Photo-based referring expression data
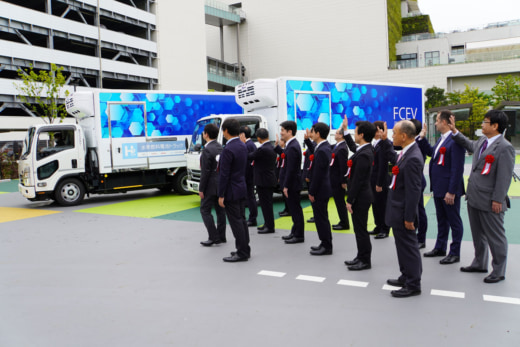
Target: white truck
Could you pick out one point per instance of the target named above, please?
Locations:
(269, 102)
(123, 140)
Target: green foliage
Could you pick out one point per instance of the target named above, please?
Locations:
(417, 25)
(40, 91)
(394, 26)
(507, 88)
(435, 98)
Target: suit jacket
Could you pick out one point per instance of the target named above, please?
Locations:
(232, 169)
(379, 175)
(483, 189)
(264, 165)
(338, 168)
(319, 185)
(358, 185)
(403, 200)
(208, 168)
(446, 177)
(290, 173)
(251, 148)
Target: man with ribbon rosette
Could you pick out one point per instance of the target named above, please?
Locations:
(402, 206)
(491, 173)
(447, 184)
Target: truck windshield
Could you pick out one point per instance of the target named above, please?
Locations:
(27, 142)
(196, 139)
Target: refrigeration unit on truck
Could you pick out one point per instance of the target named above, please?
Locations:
(122, 140)
(310, 100)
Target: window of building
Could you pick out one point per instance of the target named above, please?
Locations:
(432, 58)
(457, 50)
(406, 61)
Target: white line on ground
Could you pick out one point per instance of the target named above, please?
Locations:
(447, 293)
(501, 299)
(272, 273)
(353, 283)
(389, 287)
(310, 278)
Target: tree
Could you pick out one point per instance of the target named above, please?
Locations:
(435, 97)
(507, 88)
(41, 92)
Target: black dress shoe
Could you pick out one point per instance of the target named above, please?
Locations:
(234, 258)
(435, 253)
(209, 243)
(395, 283)
(352, 262)
(295, 240)
(321, 251)
(359, 266)
(472, 269)
(340, 227)
(494, 279)
(405, 292)
(450, 259)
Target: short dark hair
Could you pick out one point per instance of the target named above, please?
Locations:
(379, 124)
(289, 125)
(418, 126)
(367, 129)
(497, 117)
(212, 130)
(244, 129)
(322, 129)
(262, 133)
(445, 115)
(232, 125)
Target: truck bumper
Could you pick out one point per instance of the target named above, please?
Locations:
(27, 192)
(193, 186)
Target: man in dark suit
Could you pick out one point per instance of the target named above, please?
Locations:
(232, 188)
(401, 209)
(319, 188)
(359, 194)
(338, 169)
(290, 180)
(245, 137)
(208, 188)
(379, 183)
(447, 184)
(488, 184)
(264, 162)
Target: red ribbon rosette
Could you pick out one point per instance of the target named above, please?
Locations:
(442, 151)
(395, 172)
(487, 166)
(349, 164)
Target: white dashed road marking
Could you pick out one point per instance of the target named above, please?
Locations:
(501, 299)
(310, 278)
(460, 295)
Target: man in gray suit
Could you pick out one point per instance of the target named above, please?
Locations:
(208, 188)
(491, 173)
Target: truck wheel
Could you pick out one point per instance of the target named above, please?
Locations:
(180, 183)
(70, 192)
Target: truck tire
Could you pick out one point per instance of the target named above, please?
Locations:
(180, 183)
(70, 192)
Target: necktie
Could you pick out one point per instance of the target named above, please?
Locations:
(484, 146)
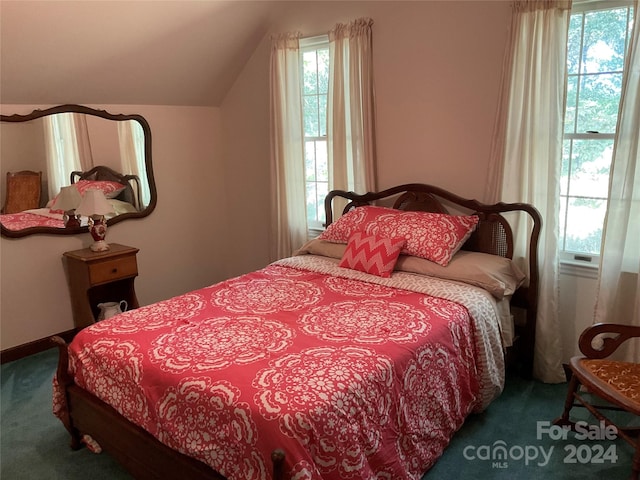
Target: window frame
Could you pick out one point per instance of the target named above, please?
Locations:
(578, 262)
(320, 42)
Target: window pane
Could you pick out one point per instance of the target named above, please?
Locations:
(323, 71)
(604, 41)
(310, 161)
(584, 225)
(309, 73)
(572, 100)
(312, 206)
(598, 102)
(574, 43)
(323, 190)
(311, 127)
(322, 161)
(590, 163)
(322, 111)
(566, 164)
(563, 217)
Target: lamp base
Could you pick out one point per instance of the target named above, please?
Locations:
(99, 246)
(98, 230)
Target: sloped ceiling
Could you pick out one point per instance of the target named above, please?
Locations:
(127, 52)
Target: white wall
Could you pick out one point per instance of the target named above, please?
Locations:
(182, 243)
(437, 71)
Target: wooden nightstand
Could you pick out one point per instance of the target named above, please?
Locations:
(97, 277)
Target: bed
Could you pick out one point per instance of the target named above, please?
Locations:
(122, 191)
(330, 364)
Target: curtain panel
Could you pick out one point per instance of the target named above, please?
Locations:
(526, 152)
(350, 108)
(289, 219)
(350, 127)
(618, 297)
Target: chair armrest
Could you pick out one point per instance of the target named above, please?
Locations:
(621, 333)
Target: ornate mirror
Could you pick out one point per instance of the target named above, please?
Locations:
(46, 151)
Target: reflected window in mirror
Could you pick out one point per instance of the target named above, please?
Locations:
(83, 147)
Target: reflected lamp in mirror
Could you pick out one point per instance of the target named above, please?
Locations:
(95, 206)
(68, 200)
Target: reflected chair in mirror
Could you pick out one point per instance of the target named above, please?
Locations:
(23, 191)
(613, 384)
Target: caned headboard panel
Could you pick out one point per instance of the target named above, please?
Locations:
(493, 235)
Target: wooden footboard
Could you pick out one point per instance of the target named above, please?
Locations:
(138, 451)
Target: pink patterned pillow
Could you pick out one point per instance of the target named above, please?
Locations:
(372, 254)
(110, 189)
(434, 236)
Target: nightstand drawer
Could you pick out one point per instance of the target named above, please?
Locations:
(102, 272)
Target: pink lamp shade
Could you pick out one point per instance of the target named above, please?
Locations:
(94, 203)
(68, 200)
(95, 206)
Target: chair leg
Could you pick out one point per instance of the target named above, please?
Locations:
(568, 402)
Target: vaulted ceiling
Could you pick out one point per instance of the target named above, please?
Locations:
(127, 52)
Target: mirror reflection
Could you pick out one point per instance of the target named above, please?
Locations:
(47, 151)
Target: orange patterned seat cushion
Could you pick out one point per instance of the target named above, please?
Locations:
(624, 377)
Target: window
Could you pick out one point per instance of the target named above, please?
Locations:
(599, 35)
(315, 89)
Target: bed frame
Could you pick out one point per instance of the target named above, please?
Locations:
(147, 458)
(130, 194)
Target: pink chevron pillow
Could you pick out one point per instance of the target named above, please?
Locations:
(434, 236)
(372, 254)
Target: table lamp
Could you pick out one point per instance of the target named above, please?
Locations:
(95, 206)
(68, 200)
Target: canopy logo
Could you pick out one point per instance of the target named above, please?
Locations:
(499, 453)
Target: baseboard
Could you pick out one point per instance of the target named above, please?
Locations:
(26, 349)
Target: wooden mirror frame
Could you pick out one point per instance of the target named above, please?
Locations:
(108, 116)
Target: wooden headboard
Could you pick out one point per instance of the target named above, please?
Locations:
(130, 194)
(493, 235)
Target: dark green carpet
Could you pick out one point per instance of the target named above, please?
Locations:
(35, 445)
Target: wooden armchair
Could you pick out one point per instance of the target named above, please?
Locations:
(23, 191)
(616, 382)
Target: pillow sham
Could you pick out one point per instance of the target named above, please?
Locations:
(372, 254)
(434, 236)
(498, 275)
(110, 189)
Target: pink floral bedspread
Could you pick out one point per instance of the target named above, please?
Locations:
(22, 220)
(353, 380)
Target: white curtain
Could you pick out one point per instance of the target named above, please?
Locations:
(132, 157)
(350, 108)
(288, 207)
(527, 152)
(618, 298)
(350, 127)
(67, 148)
(85, 155)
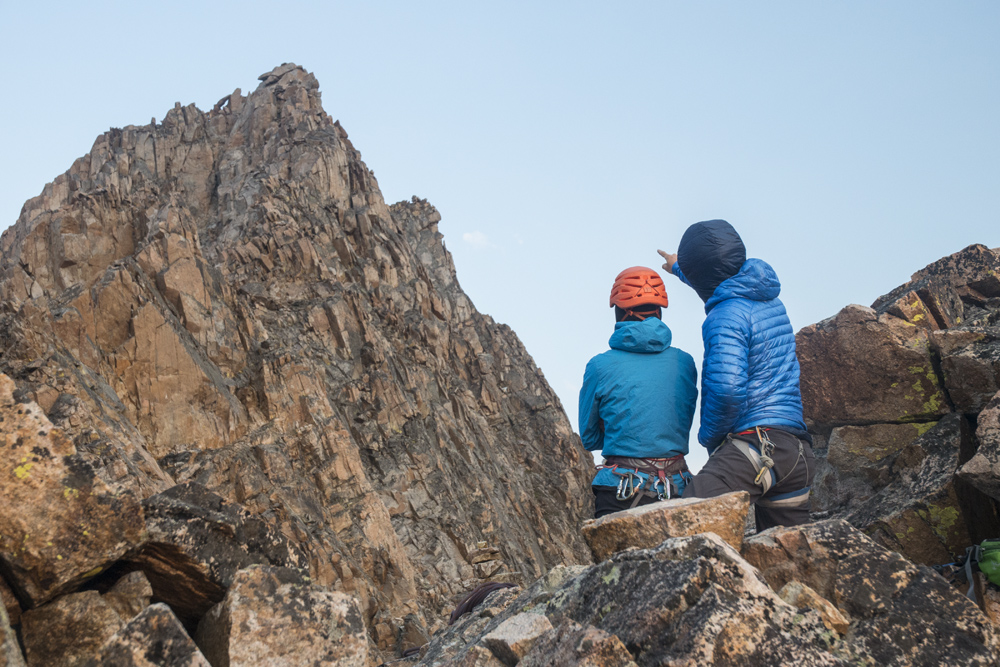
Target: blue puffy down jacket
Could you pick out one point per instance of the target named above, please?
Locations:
(638, 398)
(750, 374)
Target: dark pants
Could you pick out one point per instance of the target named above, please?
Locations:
(728, 469)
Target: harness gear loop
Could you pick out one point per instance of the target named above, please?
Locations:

_Exercise details:_ Return, from the data above, each line in which the string "headboard" appears.

_Task output:_
Target: caned headboard panel
Target: wooden headboard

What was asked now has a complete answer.